Of the 1000 parts that makes up the modern hydrogen fuel cell, JM makes just three – the membrane and the two catalyst layers: anode and cathode. However, “this is where the magic literally happens,” Condon said. The polymer electrolyte membrane, or PEM, is the thin layer through which positively charged ions pass. The platinum is coated very thinly on the two catalyst layers that create the reaction to turn hydrogen into electricity.
These three parts are 20% of the fuel cell’s value, Eugene McKenna, commercial and strategy director for JM’s Hydrogen Technologies business, told Autocar. The firm claims to be one of the few companies to make both the catalyst and the PEM layers, giving the UK a critical role again in a technology invented here by William Grove back in 1842.
JM sells to both vehicle makers who assemble their own fuel cells (their identity is a secret, but they’re predominantly focused on trucks), and fuel cell assemblers such as US-based Plug Power, which in turn has an agreement to supply fuel cells to the likes of Renault. “The natural habitat for our customers is by and large mechanical engineering and manufacturing. They make the other 997 pieces,” McKenna said.
JM is targeting sales of £200 million by 2024/25, far exceeding the £25 million it made in the 2021/22 financial year from its Hydrogen Technologies business. Profits will come in “four to five years,” as income starts outpacing investment, Condon told investors in May. The Royston expansion to become a three-gigawatt-plus-hour plant will cost £80 million, of which the government has contributed an undisclosed amount via the Automotive Transformation Fund.

### Dataset content:
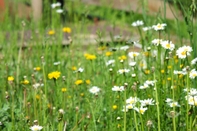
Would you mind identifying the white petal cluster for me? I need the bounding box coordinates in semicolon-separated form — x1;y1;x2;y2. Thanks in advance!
131;20;144;27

### The problem:
Give a two-sentence summary of the text on JM's fuel cell business.

### Written response:
JM makes three of the roughly 1000 parts in a hydrogen fuel cell: the membrane and the two catalyst layers, which make up 20% of the cell's value. It sells them to vehicle makers and fuel cell assemblers such as Plug Power, and it aims for £200 million in sales by 2024/25, up from £25 million in 2021/22, backed by an £80 million expansion at Royston.